Write out the passage on persecution below word for word, between "Christianity doesn't offer" and "was in Christ.", inclusive.

§ Page extract:
-=-=-=-=-

The call of a disciple is to conquer the persecution or overcome as Jesus did, which is by faithfully enduring it.  Remember the classic verse addressing what can separate us from the love of God (or what can erase the seal)?

Will trouble, or distress, or persecution, or famine, or nakedness, or danger, or sword? As it is written, “For your sake we encounter death all day long; we were considered as sheep to be slaughtered.”  No, in all these things we have complete victory through him who loved us! 

 For I am convinced that neither death, nor life, nor angels, nor heavenly rulers, nor things that are present, nor things to come, nor powers, nor height, nor depth, nor anything else in creation will be able to separate us from the love of God in Christ Jesus our Lord. (Romans 8:35-39)

Christianity doesn't offer persecution and non-persecution options.  You can’t uncheck the boxes that say, “trials, testing, tribulation.” Enduring suffering for the sake of Christ is not the mark of a unique set of fanatics. It’s for ALL Christians.  The early church didn’t know anything about the kind of prosperity gospel where being a Christian was supposed to keep them healthy, wealthy, and comfortable by the standards of Rome or Babylon. Re-read the letters to the 7 churches. Their wealth was eternal; their prosperity was in Christ.

-=-=-=-=-

§ Excerpted records:
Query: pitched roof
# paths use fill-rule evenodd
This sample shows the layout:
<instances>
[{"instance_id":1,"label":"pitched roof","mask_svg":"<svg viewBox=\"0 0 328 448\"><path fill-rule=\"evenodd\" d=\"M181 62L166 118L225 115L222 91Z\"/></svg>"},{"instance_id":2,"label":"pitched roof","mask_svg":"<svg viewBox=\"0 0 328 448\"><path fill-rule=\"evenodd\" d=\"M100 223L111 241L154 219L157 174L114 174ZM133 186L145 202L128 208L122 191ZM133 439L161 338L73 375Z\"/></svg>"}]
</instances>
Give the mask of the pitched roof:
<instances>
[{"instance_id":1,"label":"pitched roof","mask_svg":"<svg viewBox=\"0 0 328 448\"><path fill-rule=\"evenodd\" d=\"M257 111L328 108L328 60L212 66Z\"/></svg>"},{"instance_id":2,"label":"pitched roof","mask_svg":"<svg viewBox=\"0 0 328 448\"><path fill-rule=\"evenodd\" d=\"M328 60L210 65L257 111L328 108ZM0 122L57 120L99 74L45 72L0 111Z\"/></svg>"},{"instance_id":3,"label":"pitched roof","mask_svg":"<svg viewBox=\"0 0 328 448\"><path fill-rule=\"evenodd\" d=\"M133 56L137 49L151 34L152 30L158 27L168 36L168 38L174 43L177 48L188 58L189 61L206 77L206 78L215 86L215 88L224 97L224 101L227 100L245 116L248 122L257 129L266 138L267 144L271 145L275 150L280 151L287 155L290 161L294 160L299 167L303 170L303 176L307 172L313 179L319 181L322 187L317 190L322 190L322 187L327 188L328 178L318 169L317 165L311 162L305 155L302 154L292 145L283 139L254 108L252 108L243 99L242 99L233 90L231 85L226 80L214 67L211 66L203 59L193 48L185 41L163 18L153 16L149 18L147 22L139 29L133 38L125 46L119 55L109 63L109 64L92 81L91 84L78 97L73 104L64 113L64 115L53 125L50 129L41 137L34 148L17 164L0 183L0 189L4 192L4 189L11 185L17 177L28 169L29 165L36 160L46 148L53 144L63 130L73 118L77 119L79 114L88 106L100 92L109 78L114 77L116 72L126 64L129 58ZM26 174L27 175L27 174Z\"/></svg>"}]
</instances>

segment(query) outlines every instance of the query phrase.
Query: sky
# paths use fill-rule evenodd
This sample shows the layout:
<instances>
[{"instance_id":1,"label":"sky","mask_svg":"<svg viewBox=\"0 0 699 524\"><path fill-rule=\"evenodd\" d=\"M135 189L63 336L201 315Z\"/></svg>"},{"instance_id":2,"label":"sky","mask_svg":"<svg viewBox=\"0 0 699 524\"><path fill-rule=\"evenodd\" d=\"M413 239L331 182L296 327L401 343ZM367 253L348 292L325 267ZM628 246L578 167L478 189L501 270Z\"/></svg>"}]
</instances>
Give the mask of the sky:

-=-=-=-=-

§ Written answer:
Christianity doesn't offer persecution and non-persecution options.  You can’t uncheck the boxes that say, “trials, testing, tribulation.” Enduring suffering for the sake of Christ is not the mark of a unique set of fanatics. It’s for ALL Christians.  The early church didn’t know anything about the kind of prosperity gospel where being a Christian was supposed to keep them healthy, wealthy, and comfortable by the standards of Rome or Babylon. Re-read the letters to the 7 churches. Their wealth was eternal; their prosperity was in Christ.